* Exercise task
Quote word for word the lines of the data below, beginning with the line that contains "Can you find the yellow corn" and continuing through the line that contains "(1196, 279)". Include both of those lines and nothing else.

* Provided material
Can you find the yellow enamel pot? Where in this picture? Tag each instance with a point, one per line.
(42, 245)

...

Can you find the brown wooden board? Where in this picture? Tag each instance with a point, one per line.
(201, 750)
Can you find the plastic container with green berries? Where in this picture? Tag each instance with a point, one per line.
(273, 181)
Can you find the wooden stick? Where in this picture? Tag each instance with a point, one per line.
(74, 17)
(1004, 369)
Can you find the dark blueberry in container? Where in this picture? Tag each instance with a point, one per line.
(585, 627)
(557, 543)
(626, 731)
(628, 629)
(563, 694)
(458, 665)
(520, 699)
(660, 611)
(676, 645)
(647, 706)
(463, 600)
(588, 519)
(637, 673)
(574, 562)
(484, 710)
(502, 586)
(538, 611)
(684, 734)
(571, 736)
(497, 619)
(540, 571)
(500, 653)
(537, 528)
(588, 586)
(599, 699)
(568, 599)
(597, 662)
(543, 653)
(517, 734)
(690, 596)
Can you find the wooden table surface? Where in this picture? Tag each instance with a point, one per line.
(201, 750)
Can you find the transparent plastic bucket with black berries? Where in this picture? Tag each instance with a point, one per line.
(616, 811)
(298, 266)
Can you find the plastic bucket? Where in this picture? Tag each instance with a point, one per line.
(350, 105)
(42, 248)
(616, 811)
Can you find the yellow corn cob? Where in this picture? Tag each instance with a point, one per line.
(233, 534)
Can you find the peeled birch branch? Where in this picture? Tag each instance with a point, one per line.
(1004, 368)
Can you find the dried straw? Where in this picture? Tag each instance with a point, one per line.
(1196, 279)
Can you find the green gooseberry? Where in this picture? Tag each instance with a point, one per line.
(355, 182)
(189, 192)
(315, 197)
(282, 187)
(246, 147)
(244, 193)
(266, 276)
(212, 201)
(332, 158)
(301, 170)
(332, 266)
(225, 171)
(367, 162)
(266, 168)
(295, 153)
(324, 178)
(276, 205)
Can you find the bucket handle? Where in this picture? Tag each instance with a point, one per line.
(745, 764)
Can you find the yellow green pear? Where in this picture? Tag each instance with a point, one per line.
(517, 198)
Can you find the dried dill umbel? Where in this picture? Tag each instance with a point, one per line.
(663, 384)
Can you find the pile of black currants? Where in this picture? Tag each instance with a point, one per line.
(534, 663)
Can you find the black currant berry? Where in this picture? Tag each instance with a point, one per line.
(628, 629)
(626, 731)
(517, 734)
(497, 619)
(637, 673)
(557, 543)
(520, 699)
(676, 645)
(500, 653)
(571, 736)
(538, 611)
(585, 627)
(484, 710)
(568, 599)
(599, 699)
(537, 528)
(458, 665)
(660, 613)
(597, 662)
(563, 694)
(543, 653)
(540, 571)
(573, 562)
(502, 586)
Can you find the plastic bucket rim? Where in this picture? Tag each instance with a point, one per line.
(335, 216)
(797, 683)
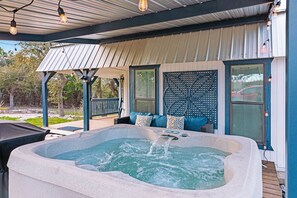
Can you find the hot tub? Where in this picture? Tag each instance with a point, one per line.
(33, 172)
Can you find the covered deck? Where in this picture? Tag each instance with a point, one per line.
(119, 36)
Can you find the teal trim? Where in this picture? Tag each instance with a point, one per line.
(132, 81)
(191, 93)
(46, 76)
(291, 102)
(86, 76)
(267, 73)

* The reply
Can you find the yellow corn cob? Where in this picture? Tag each instance with a point, one per line.
(233, 534)
Can you find the peeled birch branch? Where in this picture? Tag each instance with a point, one per line.
(1004, 368)
Can you find the dried straw? Where in this picture? Tag each instance with a point, one per line.
(1196, 279)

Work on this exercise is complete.